• [Do this]
Write out each line of the listing as it stands, without the images.

• [Records for this exercise]

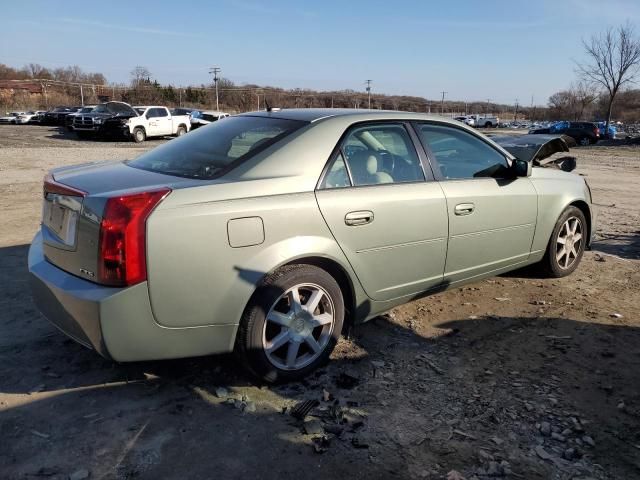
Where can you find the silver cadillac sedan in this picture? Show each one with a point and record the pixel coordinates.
(265, 233)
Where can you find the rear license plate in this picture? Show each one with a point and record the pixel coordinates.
(60, 221)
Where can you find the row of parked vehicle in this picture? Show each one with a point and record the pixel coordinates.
(119, 120)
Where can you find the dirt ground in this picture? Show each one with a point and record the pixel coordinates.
(515, 376)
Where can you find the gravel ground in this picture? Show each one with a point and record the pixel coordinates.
(514, 377)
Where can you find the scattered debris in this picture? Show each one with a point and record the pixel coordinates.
(313, 426)
(222, 392)
(346, 381)
(79, 474)
(302, 409)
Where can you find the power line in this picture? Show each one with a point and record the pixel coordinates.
(215, 71)
(368, 83)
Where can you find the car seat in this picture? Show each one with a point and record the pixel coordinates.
(364, 168)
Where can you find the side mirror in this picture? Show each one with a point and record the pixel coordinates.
(567, 164)
(521, 168)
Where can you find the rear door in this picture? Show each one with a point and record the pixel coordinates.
(388, 217)
(492, 217)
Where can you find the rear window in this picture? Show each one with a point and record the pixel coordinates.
(210, 151)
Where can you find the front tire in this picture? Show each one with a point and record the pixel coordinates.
(566, 245)
(291, 324)
(139, 135)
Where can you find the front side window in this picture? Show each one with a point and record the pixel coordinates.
(208, 152)
(461, 155)
(379, 154)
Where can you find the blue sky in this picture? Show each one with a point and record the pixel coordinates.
(473, 49)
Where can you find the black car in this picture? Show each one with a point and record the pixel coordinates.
(104, 120)
(58, 115)
(584, 133)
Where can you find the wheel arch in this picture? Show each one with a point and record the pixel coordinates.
(340, 275)
(586, 211)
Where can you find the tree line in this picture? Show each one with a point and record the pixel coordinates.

• [Complete response]
Where can you find the silver cadillac sedan in this picture? Show each one with a point and record the pixel coordinates.
(265, 233)
Where can you find the rear license plate in this picture? Show each one with a point and record the pixel coordinates.
(60, 221)
Where can you find the row of parked vehicle in this picture? Show each one with a point and record the pixel coordinates.
(119, 120)
Where can you find the dirt ground in this picture? Show each one with a point and record the pixel coordinates.
(515, 376)
Where can you find the gravel ground in this picture? Show each one with a point and record the pixel coordinates.
(514, 377)
Where can you find the scattered debris in this picture? Show each one with a point and record the pixel coordinates.
(313, 426)
(222, 392)
(346, 381)
(79, 474)
(302, 409)
Where can you find the power line in this picture? Show each one with a point and record the pixel coordinates.
(215, 71)
(368, 83)
Where can you find the car seat in this picture? Show each one with a point and record the pixel coordinates.
(364, 168)
Where can you find the side mirror in this picture? Show each one with a point and record the pixel coordinates.
(567, 164)
(521, 168)
Where can you find the rear door in this picture? Show each one with a point and record the pixel coordinates.
(388, 217)
(492, 217)
Where can you find the rear window in this picture? Show each one with a point and record the pixel coordinates.
(210, 151)
Where can you find the front tire in this picture? Show each one with a point and record the pixel coordinates.
(566, 245)
(291, 324)
(139, 135)
Where can you find the front side window in this picture? Show each one with a point and record the pixel coordinates.
(208, 152)
(461, 155)
(379, 154)
Where can you find the blue sky in this picture? Show each one with a point and record the pixel coordinates.
(473, 49)
Where can you find the black car in this picture? Show each one with a point and record the pixel coordinates.
(104, 120)
(58, 115)
(584, 133)
Where can you find the wheel arch in this picture? Show each one with a point and record the pixel coordinates.
(340, 275)
(586, 211)
Where can you find the tree line in this picture? Show each one with a point and record the pixel coordinates.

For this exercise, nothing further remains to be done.